* **GOAL**: Restate the material word for word and leave out anything that is a picture.

* **MATERIAL SUPPLIED**:
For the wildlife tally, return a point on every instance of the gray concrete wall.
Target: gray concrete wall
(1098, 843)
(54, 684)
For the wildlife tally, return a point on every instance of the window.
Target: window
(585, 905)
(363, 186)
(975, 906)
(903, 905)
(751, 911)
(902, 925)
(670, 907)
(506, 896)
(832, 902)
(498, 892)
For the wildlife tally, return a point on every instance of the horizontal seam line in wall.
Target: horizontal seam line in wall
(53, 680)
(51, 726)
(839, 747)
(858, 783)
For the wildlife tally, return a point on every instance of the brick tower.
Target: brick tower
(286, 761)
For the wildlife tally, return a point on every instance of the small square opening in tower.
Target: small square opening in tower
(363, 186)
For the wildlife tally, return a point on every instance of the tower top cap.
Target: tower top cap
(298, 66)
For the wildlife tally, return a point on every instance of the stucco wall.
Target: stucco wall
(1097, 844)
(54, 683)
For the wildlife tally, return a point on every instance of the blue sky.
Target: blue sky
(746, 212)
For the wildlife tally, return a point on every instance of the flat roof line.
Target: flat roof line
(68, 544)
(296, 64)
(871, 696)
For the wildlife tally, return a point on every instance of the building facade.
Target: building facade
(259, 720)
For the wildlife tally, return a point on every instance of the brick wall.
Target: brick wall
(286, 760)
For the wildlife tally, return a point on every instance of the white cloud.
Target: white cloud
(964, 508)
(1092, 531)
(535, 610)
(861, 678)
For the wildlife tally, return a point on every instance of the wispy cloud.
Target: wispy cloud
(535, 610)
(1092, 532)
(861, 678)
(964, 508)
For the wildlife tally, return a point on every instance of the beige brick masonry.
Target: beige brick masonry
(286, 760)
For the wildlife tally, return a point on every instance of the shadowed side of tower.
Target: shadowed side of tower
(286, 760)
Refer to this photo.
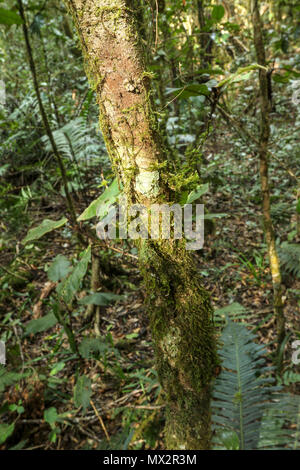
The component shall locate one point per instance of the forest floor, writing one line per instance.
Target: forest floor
(125, 404)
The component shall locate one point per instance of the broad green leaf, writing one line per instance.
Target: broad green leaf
(9, 17)
(236, 76)
(5, 431)
(90, 345)
(100, 298)
(57, 368)
(217, 13)
(198, 192)
(68, 288)
(59, 268)
(195, 89)
(82, 392)
(46, 226)
(41, 324)
(280, 78)
(214, 216)
(51, 416)
(100, 206)
(230, 440)
(9, 378)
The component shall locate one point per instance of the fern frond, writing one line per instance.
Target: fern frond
(240, 391)
(280, 427)
(289, 254)
(74, 141)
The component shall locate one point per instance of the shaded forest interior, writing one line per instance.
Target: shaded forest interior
(109, 342)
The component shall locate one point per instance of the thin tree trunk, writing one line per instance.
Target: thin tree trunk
(179, 308)
(69, 200)
(266, 106)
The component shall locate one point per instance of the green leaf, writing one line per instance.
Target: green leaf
(9, 378)
(57, 368)
(195, 89)
(68, 288)
(101, 204)
(217, 13)
(100, 298)
(90, 345)
(214, 216)
(59, 268)
(198, 192)
(82, 392)
(46, 226)
(41, 324)
(9, 17)
(5, 431)
(51, 416)
(280, 78)
(230, 440)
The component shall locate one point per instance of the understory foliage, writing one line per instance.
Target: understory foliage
(80, 370)
(248, 410)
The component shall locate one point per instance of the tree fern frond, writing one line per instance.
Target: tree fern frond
(74, 141)
(289, 254)
(240, 391)
(280, 427)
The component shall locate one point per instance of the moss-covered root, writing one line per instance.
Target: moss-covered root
(183, 335)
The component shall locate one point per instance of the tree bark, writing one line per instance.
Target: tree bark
(179, 308)
(266, 106)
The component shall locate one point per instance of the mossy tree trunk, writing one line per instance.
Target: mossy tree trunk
(266, 107)
(179, 308)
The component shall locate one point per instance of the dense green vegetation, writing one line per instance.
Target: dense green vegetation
(111, 344)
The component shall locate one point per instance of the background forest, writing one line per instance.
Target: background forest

* **PROBLEM SOLUTION**:
For the wildlife tally, return a point on every instance of the gray concrete wall.
Target: gray concrete wall
(1098, 843)
(54, 684)
For the wildlife tally, return a point on every instance of the window.
Target: window
(585, 905)
(363, 186)
(975, 906)
(903, 905)
(751, 911)
(902, 925)
(670, 907)
(506, 896)
(832, 902)
(498, 892)
For the wildlife tally, return a point on every instance of the horizontal seam line in wall.
Target: horizontal seam line in wall
(53, 680)
(51, 726)
(839, 747)
(858, 783)
For the wildlife tally, return a point on every instance of the brick tower.
Target: brick tower
(286, 761)
For the wildlife tally, return a point on every instance of the small square opening in tower.
Target: small square opening in tower
(363, 186)
For the wildlife tally, return a point on every instance of the tower top cap.
Target: tower top cap
(298, 66)
For the wildlife tally, return a point on every instance of the stucco wall.
Target: stucco wall
(1097, 844)
(54, 683)
For the wildlife tally, return a point on every instance of the blue sky.
Target: blue sky
(746, 212)
For the wildlife tally, return a point on every instance of the flat roof line.
Target: flat roof line
(68, 544)
(296, 64)
(871, 696)
For the wildlife tally, return a point on every instance of the building facade.
Target: building facade
(259, 720)
For the wildlife tally, return a point on every instance of the brick wall.
Target: brick wall
(286, 760)
For the wildlife tally, return a point on every instance of the white cloud.
Target: white cloud
(964, 508)
(1092, 531)
(535, 610)
(861, 678)
For the wildlife tally, return a point on every instance of the wispy cloud.
Target: wispy cloud
(535, 610)
(1092, 532)
(861, 678)
(964, 508)
For the wildlife tally, return a point on every instance of the beige brick masonry.
Target: beige brick masonry
(286, 760)
For the wildlife tally, return a point on every instance of the shadowed side of tower.
Target: shadowed side of tower
(286, 760)
Refer to this photo.
The component shall locate one point per instance of the forest floor, writing one line per instance.
Target: forest floor
(125, 404)
The component shall locate one point per instance of the broad green leaf, writing one line per instance.
Target: broad green leaf
(9, 17)
(236, 76)
(5, 431)
(90, 345)
(100, 298)
(57, 368)
(217, 13)
(198, 192)
(68, 288)
(59, 268)
(195, 89)
(82, 392)
(46, 226)
(41, 324)
(280, 78)
(214, 216)
(51, 416)
(100, 206)
(230, 440)
(9, 378)
The component shall locate one point per instance of the fern frond, writing one line per instance.
Target: fern frond
(240, 391)
(280, 427)
(289, 254)
(74, 141)
The component shall locate one point per instance of the shaded forest interior, writing one line per instance.
Target: shaded forest interior
(109, 342)
The component shall locate one point per instance of the thin tree trunk, writing one line per instance.
Target: thin tree trunk
(179, 308)
(69, 200)
(266, 106)
The component shall locate one point per instance of the green leaf, writing one line per instance.
Target: green leaf
(9, 378)
(57, 368)
(195, 89)
(68, 288)
(101, 204)
(217, 13)
(100, 298)
(90, 345)
(214, 216)
(59, 268)
(198, 192)
(82, 392)
(46, 226)
(41, 324)
(9, 17)
(5, 431)
(51, 416)
(280, 78)
(230, 440)
The component shall locate one point per instance of the understory foliage, writing one line per instance.
Target: understory foliage
(80, 370)
(248, 410)
The component shall locate one point per instance of the tree fern frond, writing one line per instance.
Target: tree fern frond
(74, 141)
(289, 254)
(240, 391)
(280, 427)
The component shall locate one point per instance of the moss-covered root, writing one line per instance.
Target: moss-covered root
(183, 335)
The component shall locate one point per instance of the tree bark, writing one line per instance.
Target: tree bark
(179, 308)
(266, 106)
The component shall locate one point per instance of the mossy tree trunk, writing one line per instance.
Target: mossy tree trunk
(266, 107)
(179, 308)
The component shall locate one point per instance of the dense green vegetation, writing one line per instance.
Target: dense green vegetation
(111, 344)
The component shall locate one point per instance of the background forest, writing one line per instance.
Target: background forest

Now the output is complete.